REQUIRED WORK
Transcribe each record as written.

(Saved entries)
=== Section Start ===
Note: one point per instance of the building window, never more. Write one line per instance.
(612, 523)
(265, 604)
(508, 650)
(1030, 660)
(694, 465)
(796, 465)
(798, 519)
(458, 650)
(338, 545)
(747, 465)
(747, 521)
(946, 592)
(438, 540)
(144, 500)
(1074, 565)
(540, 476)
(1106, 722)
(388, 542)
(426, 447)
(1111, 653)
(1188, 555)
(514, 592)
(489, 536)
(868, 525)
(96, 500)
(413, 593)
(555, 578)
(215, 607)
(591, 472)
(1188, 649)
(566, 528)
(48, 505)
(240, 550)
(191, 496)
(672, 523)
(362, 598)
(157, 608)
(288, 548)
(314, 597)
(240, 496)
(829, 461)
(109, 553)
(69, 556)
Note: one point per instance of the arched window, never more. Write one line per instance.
=== Section End ===
THE ANSWER
Note: one point per instance of the building window, never more. Write one line per instance.
(612, 523)
(265, 604)
(508, 650)
(1030, 660)
(694, 465)
(796, 465)
(798, 519)
(458, 650)
(338, 545)
(747, 465)
(747, 521)
(946, 592)
(438, 540)
(144, 500)
(1074, 565)
(540, 476)
(1106, 722)
(388, 542)
(426, 447)
(1111, 653)
(1188, 555)
(514, 592)
(489, 536)
(868, 525)
(96, 500)
(413, 593)
(555, 578)
(215, 607)
(591, 472)
(1188, 649)
(566, 528)
(48, 505)
(240, 550)
(191, 496)
(672, 523)
(362, 598)
(157, 608)
(288, 548)
(314, 597)
(240, 496)
(829, 461)
(109, 553)
(69, 556)
Note: one point per instance of the arched window, never more. Write one line per instance.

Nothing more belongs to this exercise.